Please state how many lines in the records below contain the word "clicks"; the answer should be a number and nothing else.

○ ○ ○ ○ ○

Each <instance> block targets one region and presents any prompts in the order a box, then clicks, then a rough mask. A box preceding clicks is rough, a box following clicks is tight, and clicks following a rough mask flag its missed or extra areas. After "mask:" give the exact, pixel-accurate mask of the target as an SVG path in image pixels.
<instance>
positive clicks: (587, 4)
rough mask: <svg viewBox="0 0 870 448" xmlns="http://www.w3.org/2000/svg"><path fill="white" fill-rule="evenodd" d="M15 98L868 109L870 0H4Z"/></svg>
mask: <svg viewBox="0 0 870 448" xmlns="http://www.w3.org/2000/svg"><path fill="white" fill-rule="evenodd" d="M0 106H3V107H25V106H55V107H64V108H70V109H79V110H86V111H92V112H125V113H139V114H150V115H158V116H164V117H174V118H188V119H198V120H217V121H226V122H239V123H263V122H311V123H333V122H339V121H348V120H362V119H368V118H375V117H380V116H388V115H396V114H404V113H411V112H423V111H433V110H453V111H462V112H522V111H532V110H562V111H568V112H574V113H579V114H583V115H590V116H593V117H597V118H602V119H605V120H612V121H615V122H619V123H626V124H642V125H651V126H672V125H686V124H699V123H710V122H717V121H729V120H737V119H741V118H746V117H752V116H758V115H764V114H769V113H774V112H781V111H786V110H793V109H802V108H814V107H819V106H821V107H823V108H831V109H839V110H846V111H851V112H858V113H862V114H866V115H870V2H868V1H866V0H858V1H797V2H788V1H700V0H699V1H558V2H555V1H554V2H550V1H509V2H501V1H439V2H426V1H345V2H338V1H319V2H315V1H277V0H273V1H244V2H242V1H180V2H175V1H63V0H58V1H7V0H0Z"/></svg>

○ ○ ○ ○ ○

Exercise response: 2